** start DATASET RECORDS **

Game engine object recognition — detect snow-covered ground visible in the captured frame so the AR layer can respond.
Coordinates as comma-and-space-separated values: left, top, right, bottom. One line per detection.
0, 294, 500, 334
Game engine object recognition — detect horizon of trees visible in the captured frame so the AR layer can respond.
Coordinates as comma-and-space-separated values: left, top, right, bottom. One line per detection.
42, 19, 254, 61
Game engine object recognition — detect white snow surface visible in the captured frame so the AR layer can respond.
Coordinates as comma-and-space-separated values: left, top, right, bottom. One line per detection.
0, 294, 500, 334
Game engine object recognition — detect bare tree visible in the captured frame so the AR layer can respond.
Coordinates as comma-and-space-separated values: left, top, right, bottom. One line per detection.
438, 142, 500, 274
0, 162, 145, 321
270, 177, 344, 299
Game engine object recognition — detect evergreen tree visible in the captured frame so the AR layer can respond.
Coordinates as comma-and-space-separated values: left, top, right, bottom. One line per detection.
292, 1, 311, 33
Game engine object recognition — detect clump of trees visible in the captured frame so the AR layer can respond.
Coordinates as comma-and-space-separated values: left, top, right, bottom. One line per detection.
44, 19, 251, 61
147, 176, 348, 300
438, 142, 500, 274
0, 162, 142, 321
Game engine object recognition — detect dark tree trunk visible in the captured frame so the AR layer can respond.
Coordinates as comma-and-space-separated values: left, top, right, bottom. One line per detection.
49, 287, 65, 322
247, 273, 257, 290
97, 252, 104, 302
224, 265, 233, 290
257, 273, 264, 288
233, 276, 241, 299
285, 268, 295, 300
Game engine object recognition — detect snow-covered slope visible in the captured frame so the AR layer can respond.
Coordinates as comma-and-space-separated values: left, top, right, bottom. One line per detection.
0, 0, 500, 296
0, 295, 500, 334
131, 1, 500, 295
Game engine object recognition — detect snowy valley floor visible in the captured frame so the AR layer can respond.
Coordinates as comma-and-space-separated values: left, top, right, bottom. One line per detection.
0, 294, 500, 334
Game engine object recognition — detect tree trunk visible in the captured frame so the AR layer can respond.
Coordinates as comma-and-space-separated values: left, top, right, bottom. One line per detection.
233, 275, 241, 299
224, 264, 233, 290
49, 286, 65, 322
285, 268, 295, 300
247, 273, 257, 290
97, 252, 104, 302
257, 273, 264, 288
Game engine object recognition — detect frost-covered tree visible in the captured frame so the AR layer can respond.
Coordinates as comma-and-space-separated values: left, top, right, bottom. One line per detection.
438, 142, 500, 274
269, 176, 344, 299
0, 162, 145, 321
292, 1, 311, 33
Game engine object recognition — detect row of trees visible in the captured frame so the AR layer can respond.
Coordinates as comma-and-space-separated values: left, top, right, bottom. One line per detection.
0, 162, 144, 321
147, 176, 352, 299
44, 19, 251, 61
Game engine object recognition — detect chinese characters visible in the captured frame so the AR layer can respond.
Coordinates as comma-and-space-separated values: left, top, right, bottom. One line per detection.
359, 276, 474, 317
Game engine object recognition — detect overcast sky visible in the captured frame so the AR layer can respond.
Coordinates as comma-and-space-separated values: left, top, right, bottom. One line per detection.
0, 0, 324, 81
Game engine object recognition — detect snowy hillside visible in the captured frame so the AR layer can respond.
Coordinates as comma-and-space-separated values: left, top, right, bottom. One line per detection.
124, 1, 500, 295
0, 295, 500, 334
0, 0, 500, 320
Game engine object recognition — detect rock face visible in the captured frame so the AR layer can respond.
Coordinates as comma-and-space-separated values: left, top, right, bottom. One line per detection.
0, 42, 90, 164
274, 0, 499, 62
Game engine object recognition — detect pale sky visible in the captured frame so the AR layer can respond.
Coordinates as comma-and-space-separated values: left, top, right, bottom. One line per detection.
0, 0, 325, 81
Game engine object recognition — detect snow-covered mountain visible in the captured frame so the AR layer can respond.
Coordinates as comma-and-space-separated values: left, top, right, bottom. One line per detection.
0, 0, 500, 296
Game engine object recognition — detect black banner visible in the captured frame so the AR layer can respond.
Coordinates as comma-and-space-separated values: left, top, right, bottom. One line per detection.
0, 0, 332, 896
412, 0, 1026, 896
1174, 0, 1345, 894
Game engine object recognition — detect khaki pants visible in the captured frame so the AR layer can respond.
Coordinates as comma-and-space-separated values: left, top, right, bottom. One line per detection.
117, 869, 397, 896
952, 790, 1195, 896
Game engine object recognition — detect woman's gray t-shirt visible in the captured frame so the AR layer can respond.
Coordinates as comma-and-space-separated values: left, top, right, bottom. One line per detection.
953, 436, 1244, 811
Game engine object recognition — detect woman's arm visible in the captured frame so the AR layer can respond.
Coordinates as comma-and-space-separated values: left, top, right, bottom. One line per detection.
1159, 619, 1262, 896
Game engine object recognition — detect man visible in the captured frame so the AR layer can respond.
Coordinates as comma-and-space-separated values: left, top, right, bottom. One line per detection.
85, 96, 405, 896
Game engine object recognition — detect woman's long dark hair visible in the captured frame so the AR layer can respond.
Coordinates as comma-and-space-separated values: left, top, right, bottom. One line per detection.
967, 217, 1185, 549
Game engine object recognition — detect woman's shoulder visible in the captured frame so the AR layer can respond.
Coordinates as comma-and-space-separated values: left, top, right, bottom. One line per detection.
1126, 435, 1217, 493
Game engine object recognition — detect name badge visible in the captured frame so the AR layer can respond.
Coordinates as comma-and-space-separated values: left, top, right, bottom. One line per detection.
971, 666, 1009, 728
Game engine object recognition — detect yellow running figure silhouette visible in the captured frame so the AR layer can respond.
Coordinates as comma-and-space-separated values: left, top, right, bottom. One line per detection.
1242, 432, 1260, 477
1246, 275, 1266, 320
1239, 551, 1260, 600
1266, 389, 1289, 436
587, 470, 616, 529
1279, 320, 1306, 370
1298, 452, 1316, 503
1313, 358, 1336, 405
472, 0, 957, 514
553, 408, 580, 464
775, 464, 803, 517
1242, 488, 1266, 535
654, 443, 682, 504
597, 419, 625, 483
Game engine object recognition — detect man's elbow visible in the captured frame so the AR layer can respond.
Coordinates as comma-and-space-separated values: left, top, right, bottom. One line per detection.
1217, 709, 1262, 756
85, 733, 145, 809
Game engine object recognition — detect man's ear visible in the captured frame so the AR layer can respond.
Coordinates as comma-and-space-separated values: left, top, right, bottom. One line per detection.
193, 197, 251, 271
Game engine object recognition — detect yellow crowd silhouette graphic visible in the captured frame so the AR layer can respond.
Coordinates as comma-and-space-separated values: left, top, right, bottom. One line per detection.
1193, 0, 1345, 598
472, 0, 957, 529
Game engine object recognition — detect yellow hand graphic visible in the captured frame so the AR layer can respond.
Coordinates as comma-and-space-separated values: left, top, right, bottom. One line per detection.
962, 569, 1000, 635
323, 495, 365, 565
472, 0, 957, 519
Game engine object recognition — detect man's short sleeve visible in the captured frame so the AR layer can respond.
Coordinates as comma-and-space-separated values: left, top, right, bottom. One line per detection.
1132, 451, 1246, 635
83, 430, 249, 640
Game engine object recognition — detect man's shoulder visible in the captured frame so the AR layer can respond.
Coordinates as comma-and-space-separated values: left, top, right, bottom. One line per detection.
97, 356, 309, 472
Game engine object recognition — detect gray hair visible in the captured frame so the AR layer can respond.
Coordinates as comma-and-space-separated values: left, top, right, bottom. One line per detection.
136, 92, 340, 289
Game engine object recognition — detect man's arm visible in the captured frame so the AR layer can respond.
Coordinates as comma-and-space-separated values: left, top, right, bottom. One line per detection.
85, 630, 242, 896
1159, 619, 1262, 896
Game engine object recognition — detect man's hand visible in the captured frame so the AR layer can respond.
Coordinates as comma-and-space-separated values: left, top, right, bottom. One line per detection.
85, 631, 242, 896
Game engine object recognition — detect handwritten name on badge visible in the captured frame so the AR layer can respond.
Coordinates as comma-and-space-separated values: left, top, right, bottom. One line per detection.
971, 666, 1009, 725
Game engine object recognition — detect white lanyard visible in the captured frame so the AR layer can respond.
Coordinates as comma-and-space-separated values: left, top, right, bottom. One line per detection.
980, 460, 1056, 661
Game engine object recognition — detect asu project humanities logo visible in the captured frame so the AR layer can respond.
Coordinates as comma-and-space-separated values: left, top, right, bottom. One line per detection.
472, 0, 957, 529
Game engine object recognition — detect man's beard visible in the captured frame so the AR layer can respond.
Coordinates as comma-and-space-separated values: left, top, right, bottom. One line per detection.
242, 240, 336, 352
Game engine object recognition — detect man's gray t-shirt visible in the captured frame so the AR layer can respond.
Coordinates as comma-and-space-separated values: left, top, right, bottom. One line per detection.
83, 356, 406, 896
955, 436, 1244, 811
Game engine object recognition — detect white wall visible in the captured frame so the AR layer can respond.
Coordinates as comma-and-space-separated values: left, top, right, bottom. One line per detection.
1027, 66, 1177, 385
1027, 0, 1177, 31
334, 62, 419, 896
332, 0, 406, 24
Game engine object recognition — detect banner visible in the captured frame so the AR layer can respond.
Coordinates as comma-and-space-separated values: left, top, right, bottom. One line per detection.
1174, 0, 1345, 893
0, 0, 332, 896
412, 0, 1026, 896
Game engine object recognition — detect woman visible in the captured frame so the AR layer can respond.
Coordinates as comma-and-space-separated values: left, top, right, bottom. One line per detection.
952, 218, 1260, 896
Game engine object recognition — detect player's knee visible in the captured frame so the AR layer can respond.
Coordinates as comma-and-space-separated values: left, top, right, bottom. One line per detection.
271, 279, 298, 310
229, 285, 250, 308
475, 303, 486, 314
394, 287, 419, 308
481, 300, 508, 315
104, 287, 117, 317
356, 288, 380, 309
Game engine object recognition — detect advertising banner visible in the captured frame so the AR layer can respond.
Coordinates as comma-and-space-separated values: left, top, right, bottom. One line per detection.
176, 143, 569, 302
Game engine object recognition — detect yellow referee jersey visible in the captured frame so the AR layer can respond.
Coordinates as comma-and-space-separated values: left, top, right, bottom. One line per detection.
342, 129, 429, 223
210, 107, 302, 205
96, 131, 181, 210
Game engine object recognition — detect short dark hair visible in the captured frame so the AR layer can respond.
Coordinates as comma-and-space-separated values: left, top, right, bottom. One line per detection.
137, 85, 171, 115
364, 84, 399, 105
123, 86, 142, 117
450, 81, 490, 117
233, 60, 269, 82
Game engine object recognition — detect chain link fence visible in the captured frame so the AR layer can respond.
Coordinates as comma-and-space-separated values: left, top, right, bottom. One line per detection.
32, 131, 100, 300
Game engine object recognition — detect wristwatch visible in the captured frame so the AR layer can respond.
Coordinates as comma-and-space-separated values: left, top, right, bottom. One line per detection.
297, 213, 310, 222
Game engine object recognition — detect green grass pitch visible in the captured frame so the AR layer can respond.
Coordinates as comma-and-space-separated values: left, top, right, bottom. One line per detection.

** end DATASET RECORDS **

## CHALLENGE
Copy out, unchanged, the lines of the data between the line containing "Game engine object recognition — detect yellow crowd" and the line containing "83, 430, 249, 640", inclusive.

## EXERCISE RESULT
Game engine object recognition — detect yellow crowd silhouette graphic visible in the captured frame so the AR layer can respond.
Coordinates as comma-and-space-separated values: left, top, right, bottom. One line per detection.
1193, 0, 1345, 598
472, 0, 957, 529
Game engine object recognition — detect yellow hand graphic visible in the captured frame so the AR layer can respond.
Coordinates as comma-and-space-separated values: left, top, right, bottom. One line per detection.
962, 569, 1000, 635
323, 495, 365, 565
472, 0, 957, 519
Game engine object recognition — detect man's short sleeve visible in the captured frame so the AR layer can respond.
Coordinates as comma-and-space-separated values: left, top, right, bottom. One line per detection.
1132, 451, 1246, 635
83, 430, 249, 640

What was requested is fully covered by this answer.